■ ФРАГМЕНТ СТРАНИЦЫ:
А в дни наших ранних встреч В.А. подвергался травле. Постепенно компания заглохла, иссякла, когда стало ясно, что активным диссидентом Каверин не будет, а так, сидит в Переделкине и позволяет себе высказывать своё мнение. Но все-таки в конце шестидесятых и в начале семидесятых годов книги известнейшего писателя изымались из планов и укусы газетной критики были нередки. 

Однажды в одну из первых встреч я застал В.А. за чтением свежего номера «Литературной газеты», где был напечатан огромный и наглый пасквиль, подписанный фамилией наёмного критика Михаила Синельникова. «Мы знаем, что это - не Вы!» - предупредительно сказала Лидия Николаевна. И все же я почувствовал, что мое имя изгажено, а фамилия обесчещена. Мои чувства к проклятому тезке и соименнику легко вообразить, хотя понятно, что такое совпадение - чистое недоразумение (или же это - продуманная горним синклитом насмешка Провидения: ему за его грехи, мне за мои грехи?..)

У Каверина был очень выраженный характер. Безоглядно-отважный, независимый. Щедрость, самоотверженность, сострадание. Вот что написано в дневнике Шварца о Вениамине Александровиче: «Ни тени предательства, ни попытки бросить товарища в трудную минуту, отказаться отвечать на его горе мы не видели за все тридцать лет дружбы от Каверина».

■ ЗАДАНИЕ:
Пожалуйста, процитируйте из отрывка о Каверине текст от слов «А в дни наших» до слов «критики были нередки.» включительно.

■ ДАННЫЕ ЗАДАНИЯ:
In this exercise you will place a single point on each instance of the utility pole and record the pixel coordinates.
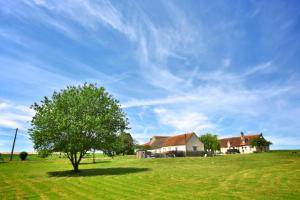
(12, 150)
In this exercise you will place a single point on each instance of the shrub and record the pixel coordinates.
(43, 153)
(23, 155)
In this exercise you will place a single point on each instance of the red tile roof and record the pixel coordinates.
(164, 141)
(238, 141)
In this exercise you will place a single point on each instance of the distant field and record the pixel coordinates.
(273, 175)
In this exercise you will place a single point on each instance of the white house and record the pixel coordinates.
(241, 143)
(186, 143)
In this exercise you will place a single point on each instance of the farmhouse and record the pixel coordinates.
(186, 144)
(241, 143)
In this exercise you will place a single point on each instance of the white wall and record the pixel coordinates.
(245, 149)
(194, 141)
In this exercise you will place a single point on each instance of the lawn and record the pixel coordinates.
(273, 175)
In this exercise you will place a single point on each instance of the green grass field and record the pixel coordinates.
(273, 175)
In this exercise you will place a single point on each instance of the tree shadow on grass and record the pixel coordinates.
(99, 161)
(97, 172)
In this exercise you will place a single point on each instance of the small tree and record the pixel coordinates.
(76, 120)
(260, 143)
(125, 144)
(210, 142)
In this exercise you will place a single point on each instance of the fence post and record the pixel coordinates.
(12, 150)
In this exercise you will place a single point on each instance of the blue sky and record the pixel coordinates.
(176, 66)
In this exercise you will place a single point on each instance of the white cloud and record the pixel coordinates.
(227, 62)
(14, 115)
(185, 121)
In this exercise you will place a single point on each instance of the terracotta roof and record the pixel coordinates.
(238, 141)
(164, 141)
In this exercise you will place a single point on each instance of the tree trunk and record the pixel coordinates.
(75, 167)
(94, 156)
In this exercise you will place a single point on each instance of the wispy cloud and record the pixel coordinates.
(14, 115)
(184, 120)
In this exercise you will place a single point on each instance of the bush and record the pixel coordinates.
(23, 155)
(43, 153)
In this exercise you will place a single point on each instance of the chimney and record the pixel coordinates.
(242, 134)
(242, 137)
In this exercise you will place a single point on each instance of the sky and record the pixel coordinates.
(176, 66)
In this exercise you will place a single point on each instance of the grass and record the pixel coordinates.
(273, 175)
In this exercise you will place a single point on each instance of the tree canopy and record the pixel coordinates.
(210, 142)
(76, 120)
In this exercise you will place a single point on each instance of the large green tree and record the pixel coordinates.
(76, 120)
(210, 142)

■ ОТВЕТ:
А в дни наших ранних встреч В.А. подвергался травле. Постепенно компания заглохла, иссякла, когда стало ясно, что активным диссидентом Каверин не будет, а так, сидит в Переделкине и позволяет себе высказывать своё мнение. Но все-таки в конце шестидесятых и в начале семидесятых годов книги известнейшего писателя изымались из планов и укусы газетной критики были нередки.